What you will do: Reproduce verbatim the lines of the material running from the line containing "Place one point per instance of the black t-shirt." through the end of the material, both ends included.

Provided information:
===

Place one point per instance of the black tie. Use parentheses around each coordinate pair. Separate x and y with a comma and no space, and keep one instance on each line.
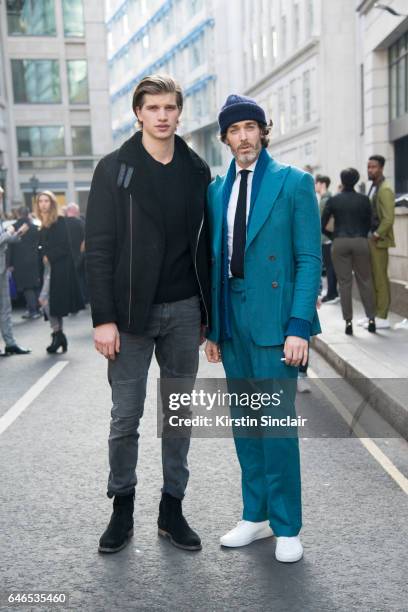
(239,239)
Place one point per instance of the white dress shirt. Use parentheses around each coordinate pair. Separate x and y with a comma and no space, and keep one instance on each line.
(232,205)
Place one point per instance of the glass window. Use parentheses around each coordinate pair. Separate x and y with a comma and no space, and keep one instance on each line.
(281,110)
(77,71)
(41,141)
(293,104)
(306,96)
(283,35)
(212,148)
(73,12)
(194,6)
(82,145)
(309,17)
(31,18)
(274,41)
(296,24)
(197,53)
(36,81)
(398,81)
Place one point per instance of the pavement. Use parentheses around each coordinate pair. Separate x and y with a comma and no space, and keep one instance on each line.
(54,507)
(375,364)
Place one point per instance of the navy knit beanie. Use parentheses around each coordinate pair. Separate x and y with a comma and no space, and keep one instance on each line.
(239,108)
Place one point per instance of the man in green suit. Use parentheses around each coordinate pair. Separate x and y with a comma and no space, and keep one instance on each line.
(266,264)
(383,203)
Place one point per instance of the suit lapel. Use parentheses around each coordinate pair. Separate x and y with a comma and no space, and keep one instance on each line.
(215,201)
(272,183)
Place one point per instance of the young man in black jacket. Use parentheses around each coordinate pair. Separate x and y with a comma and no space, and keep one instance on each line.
(148,275)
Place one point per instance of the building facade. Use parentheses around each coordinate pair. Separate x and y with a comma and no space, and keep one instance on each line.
(193,41)
(299,63)
(56,90)
(383,69)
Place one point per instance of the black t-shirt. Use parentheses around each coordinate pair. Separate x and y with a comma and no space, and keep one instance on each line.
(178,279)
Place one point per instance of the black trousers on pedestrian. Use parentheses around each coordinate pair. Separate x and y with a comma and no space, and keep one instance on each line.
(330,272)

===

Full output:
Place one point per instance of the black t-shirt. Use parentheses around each coordinate pair. Separate x and y with a comma and no space, and keep one instance on each line.
(178,279)
Place one point per instance of the black trousers on pedestrian. Use parentheses around each coordinate pair. Separate x and y with a comma and no space, and keep one instance on each line.
(330,272)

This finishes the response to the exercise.